Extrae todas las líneas de las entradas que contengan la palabra "boat". Cópialas tal como aparecen.

====== Registros del conjunto ======

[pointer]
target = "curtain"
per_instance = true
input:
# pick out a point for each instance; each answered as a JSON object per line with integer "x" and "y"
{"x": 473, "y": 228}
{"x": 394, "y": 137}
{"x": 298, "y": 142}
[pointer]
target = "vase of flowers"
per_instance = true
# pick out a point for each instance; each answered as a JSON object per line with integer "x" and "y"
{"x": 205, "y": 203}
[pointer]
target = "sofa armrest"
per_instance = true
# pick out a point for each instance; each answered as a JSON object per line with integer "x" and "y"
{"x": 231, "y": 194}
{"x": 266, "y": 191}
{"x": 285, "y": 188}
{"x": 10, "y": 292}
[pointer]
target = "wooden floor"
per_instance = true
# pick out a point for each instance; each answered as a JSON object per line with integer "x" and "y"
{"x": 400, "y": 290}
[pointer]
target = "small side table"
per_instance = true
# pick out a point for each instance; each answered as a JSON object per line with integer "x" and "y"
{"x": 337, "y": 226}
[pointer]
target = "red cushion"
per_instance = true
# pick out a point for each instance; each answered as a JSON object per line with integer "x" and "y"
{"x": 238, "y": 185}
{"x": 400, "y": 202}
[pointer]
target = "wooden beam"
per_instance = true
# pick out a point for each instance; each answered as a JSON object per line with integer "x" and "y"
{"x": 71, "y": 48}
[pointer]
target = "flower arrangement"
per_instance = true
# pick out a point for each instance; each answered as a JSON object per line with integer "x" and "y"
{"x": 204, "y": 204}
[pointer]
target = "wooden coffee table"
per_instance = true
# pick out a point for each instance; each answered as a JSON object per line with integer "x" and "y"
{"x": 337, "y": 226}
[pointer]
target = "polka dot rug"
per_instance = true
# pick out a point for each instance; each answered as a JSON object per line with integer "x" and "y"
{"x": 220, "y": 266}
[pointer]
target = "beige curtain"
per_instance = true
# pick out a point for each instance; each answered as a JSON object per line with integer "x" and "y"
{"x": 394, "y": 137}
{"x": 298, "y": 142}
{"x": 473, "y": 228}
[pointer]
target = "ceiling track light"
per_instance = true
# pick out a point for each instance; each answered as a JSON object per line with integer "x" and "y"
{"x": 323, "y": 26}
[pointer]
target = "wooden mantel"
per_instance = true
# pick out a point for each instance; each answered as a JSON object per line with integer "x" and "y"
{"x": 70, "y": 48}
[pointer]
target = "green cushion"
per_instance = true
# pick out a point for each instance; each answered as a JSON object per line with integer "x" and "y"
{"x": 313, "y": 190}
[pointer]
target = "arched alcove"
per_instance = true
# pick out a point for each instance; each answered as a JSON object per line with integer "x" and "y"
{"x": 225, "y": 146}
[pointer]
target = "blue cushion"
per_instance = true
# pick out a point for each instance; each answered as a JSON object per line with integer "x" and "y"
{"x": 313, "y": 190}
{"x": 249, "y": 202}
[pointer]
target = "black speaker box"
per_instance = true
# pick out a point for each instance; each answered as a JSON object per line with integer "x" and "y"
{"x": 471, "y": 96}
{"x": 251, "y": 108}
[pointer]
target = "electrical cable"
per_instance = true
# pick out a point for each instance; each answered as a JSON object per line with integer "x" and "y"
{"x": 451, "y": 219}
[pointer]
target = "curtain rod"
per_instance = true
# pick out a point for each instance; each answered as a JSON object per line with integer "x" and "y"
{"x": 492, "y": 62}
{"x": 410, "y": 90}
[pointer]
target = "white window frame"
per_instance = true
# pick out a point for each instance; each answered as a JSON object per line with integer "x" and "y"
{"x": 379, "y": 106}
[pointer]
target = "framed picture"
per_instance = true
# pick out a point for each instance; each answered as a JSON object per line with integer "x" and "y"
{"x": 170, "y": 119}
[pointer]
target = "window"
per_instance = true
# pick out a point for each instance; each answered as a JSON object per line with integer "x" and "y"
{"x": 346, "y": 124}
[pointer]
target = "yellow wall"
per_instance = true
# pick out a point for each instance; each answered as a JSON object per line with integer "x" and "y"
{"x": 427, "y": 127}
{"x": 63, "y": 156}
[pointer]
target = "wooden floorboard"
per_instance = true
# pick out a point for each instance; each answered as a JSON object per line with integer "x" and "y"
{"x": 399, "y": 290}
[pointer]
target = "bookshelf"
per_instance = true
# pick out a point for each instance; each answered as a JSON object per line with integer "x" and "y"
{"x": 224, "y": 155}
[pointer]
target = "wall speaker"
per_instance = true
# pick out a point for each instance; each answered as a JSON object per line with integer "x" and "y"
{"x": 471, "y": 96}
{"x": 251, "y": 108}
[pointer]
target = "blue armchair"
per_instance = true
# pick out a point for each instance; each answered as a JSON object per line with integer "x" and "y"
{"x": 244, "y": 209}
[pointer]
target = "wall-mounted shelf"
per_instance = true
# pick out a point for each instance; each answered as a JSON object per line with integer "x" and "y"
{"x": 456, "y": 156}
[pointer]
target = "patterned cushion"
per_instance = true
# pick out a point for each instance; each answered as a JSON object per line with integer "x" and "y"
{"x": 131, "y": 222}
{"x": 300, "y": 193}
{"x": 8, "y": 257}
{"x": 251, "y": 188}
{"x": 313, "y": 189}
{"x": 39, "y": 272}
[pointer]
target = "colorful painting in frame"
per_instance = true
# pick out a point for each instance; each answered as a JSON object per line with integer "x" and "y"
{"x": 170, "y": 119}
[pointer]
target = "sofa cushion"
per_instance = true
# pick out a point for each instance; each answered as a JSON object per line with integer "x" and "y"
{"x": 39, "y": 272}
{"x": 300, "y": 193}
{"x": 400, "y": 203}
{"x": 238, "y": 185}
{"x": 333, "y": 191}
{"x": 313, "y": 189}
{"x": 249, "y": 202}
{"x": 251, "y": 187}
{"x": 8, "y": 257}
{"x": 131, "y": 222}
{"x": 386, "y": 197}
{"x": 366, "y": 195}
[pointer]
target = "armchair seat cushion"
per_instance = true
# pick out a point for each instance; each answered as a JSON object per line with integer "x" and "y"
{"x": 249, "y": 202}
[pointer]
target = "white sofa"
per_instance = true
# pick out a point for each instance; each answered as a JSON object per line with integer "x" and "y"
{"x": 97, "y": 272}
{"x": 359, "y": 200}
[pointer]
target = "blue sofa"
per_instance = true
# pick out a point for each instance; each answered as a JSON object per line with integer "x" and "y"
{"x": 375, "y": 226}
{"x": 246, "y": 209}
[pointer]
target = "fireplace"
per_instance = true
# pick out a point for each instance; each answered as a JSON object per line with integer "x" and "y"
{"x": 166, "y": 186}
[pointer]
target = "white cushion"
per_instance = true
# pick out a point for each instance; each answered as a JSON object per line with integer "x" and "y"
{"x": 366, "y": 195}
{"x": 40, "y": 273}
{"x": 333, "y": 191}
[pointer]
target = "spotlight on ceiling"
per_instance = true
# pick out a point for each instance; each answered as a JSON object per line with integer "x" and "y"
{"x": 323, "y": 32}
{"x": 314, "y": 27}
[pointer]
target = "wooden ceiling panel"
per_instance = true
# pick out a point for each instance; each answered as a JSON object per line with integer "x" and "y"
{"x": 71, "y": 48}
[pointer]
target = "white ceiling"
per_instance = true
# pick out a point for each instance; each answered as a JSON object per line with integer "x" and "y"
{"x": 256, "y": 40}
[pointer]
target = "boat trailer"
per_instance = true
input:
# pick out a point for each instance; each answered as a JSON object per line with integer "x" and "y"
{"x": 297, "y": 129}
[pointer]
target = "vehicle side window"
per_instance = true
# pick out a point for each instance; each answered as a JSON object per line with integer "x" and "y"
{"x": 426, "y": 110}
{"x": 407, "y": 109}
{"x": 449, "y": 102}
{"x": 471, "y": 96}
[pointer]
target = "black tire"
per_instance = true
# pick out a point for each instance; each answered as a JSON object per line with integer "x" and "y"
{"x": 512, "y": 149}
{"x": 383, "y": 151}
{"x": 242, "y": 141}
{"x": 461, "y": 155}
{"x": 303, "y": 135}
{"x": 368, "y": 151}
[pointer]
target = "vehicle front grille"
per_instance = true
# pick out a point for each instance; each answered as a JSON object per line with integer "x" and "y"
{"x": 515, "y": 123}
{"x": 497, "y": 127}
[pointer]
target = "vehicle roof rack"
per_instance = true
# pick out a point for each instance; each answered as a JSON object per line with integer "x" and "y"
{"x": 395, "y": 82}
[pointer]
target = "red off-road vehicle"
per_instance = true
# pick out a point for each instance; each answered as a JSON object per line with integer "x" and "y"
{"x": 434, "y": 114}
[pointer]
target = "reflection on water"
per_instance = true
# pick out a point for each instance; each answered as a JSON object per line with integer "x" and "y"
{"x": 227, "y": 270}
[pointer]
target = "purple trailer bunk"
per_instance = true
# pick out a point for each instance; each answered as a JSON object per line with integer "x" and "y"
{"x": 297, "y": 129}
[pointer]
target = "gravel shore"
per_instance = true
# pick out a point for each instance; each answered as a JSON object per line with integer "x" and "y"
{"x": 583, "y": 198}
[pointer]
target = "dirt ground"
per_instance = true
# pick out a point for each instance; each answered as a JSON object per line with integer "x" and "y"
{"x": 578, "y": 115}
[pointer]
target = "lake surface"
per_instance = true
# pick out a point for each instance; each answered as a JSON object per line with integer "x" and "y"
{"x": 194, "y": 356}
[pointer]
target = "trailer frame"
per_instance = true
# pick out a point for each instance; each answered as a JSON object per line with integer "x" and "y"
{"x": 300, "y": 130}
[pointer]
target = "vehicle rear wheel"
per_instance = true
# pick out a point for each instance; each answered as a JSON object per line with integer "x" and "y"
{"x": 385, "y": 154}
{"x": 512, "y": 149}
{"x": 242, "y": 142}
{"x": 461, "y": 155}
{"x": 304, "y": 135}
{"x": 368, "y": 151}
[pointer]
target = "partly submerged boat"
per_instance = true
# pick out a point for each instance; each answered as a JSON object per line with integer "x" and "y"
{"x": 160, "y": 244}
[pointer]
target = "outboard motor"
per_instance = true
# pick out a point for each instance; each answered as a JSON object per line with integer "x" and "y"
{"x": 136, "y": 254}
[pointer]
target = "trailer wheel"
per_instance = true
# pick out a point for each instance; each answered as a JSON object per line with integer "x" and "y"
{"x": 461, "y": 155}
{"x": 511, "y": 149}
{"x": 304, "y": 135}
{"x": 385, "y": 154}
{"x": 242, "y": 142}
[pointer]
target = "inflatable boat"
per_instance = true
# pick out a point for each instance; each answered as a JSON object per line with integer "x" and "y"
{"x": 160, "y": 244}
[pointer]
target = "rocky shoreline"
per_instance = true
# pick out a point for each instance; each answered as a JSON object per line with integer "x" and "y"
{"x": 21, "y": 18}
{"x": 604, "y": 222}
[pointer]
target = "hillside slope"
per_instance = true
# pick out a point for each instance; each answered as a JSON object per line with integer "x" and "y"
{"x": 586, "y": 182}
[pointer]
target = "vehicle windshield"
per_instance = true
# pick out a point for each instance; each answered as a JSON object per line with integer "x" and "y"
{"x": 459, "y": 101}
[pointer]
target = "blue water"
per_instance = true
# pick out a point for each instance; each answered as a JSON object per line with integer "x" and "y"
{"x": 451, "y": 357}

======

◆ Respuesta
target = "boat trailer"
target = "partly submerged boat"
target = "inflatable boat"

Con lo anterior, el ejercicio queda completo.